» SUPPLIED MATERIAL:
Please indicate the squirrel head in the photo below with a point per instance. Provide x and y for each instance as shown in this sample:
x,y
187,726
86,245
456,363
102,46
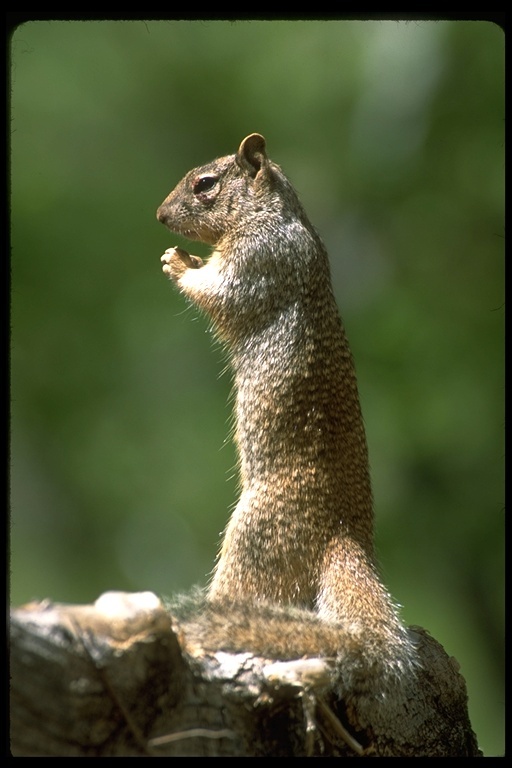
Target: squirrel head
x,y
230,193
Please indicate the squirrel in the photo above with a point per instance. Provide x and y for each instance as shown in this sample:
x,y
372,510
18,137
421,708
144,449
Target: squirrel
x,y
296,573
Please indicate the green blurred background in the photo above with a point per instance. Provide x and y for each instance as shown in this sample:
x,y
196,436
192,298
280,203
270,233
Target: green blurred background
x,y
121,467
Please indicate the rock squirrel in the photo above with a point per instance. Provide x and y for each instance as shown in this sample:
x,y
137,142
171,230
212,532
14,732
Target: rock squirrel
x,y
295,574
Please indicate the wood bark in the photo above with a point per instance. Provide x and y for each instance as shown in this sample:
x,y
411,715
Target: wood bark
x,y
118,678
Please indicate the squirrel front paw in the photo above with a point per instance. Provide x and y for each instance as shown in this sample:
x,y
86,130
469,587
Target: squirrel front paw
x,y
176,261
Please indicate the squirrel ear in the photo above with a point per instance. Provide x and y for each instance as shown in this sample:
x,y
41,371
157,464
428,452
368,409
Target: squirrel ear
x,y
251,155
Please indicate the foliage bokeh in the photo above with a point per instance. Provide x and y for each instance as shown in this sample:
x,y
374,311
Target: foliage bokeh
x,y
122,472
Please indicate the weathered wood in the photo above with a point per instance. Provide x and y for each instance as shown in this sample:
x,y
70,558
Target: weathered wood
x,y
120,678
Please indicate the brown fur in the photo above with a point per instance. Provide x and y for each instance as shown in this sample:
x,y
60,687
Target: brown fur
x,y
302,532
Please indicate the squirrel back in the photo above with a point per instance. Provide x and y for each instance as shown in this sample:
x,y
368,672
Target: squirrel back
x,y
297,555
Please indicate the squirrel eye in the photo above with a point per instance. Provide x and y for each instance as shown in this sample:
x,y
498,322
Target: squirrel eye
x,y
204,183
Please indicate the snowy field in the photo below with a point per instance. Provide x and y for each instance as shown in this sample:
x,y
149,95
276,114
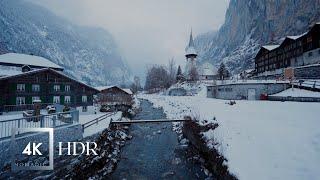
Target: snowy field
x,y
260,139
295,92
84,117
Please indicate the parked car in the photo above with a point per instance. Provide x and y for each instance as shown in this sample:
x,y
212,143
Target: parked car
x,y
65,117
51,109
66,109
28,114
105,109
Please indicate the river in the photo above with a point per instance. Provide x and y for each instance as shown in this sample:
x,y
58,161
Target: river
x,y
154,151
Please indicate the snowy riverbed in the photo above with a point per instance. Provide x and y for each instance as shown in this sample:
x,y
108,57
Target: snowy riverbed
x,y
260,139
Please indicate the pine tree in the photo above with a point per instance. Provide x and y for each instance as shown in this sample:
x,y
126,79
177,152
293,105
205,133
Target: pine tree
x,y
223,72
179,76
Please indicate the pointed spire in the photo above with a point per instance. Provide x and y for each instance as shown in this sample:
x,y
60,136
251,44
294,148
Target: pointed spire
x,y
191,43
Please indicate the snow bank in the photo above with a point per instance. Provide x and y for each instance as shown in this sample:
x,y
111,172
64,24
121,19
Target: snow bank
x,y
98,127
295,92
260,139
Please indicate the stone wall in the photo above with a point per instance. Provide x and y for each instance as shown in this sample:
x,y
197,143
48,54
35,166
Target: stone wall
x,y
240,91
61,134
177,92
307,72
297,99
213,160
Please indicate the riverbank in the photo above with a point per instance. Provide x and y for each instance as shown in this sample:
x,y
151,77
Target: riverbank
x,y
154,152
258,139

» PROBLEM DESCRIPTION:
Line count for "below": count the lines in the records above that contain this word, and write only the number.

» YOUR RESPONSE:
2